Without the pictures, give the entries below again exactly as written.
[START OF Dataset content]
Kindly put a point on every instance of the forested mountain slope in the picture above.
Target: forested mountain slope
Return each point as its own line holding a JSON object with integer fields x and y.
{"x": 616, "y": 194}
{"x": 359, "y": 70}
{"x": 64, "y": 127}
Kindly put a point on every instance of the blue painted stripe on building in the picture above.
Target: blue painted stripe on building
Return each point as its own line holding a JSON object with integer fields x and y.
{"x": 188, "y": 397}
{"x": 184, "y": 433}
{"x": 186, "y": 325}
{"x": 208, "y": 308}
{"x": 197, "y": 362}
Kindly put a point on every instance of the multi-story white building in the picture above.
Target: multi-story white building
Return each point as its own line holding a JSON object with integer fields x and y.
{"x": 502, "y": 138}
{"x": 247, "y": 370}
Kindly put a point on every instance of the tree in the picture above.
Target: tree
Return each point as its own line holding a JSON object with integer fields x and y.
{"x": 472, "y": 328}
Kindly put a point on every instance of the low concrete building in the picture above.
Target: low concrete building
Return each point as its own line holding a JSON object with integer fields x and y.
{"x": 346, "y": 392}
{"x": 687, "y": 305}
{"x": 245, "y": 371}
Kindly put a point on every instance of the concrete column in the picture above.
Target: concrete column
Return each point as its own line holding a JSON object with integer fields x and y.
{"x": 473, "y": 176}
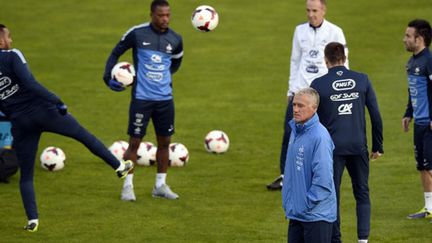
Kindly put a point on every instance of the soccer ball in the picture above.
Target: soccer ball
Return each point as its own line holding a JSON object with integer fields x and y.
{"x": 205, "y": 18}
{"x": 118, "y": 148}
{"x": 216, "y": 142}
{"x": 178, "y": 155}
{"x": 52, "y": 159}
{"x": 146, "y": 154}
{"x": 123, "y": 72}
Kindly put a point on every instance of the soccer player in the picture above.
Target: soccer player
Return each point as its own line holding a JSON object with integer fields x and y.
{"x": 157, "y": 54}
{"x": 344, "y": 95}
{"x": 32, "y": 109}
{"x": 307, "y": 63}
{"x": 308, "y": 192}
{"x": 417, "y": 40}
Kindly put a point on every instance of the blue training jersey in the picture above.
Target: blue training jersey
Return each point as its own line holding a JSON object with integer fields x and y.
{"x": 344, "y": 94}
{"x": 419, "y": 71}
{"x": 19, "y": 91}
{"x": 156, "y": 56}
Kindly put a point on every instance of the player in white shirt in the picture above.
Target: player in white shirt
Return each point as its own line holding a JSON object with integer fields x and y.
{"x": 307, "y": 63}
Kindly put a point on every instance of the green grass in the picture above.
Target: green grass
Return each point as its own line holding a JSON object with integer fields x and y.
{"x": 234, "y": 79}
[END OF Dataset content]
Exercise output:
Kindly put a point on every instance of the forested mountain slope in the picture above.
Target: forested mountain slope
Return each point as its own line holding a JSON object with integer fields x and y.
{"x": 616, "y": 194}
{"x": 359, "y": 70}
{"x": 64, "y": 127}
Kindly put a point on every instance of the blue painted stripe on building in the picture above.
Target: blue painted stripe on building
Return each point as its own line holding a JSON object with integer fields x and y.
{"x": 188, "y": 397}
{"x": 184, "y": 433}
{"x": 186, "y": 325}
{"x": 208, "y": 308}
{"x": 197, "y": 362}
Kindly put a point on every instance of the multi-story white building in the picture above.
Target: multi-story white building
Return each point as its own line holding a JSON object with integer fields x and y.
{"x": 502, "y": 138}
{"x": 247, "y": 370}
Kindly put a point on every instance of the tree in the picture above.
Target: tree
Return each point as its own line holding a JSON object with integer fields x and y.
{"x": 472, "y": 328}
Kindly put a point on every instance of the low concrete building in the picture above.
Target: low concrete building
Return each point as its own line holding a JSON object with integer fields x and y.
{"x": 346, "y": 392}
{"x": 687, "y": 305}
{"x": 245, "y": 371}
Kindly put a point on every instance of the concrete column in the picture above.
Target: concrete column
Return each point as its own line holding a JSON object with integer fields x and y.
{"x": 473, "y": 176}
Kindly put a point on every instance of the soccer ball in the picture above.
Target: soccer ball
Return each point as its own line holding a JSON object with integer fields x and y.
{"x": 205, "y": 18}
{"x": 118, "y": 148}
{"x": 216, "y": 142}
{"x": 178, "y": 155}
{"x": 52, "y": 159}
{"x": 146, "y": 154}
{"x": 123, "y": 72}
Kindly put a point on every instance of the soccer player in the picture above.
Target: soccer player
Return each point as its own line holding a JSON object with integer fields x and y.
{"x": 157, "y": 54}
{"x": 344, "y": 95}
{"x": 32, "y": 109}
{"x": 307, "y": 63}
{"x": 308, "y": 192}
{"x": 417, "y": 40}
Kindly put a point on every instance of the blue training jersey in the picture above.
Target: blue training jersey
Return each point as its own line holding a JSON object with integer fields x and y.
{"x": 344, "y": 94}
{"x": 419, "y": 71}
{"x": 19, "y": 91}
{"x": 156, "y": 56}
Kindly put a point on every instance of the player in white shirt in the picture above.
Target: player in white shirt
Return each point as its own line holding a JSON object with integer fields x and y.
{"x": 307, "y": 63}
Kindly put a point on every instance of the green grass in the picture above.
Target: green grass
Return each point as its own line holding a JSON object with integer fields x and y.
{"x": 234, "y": 79}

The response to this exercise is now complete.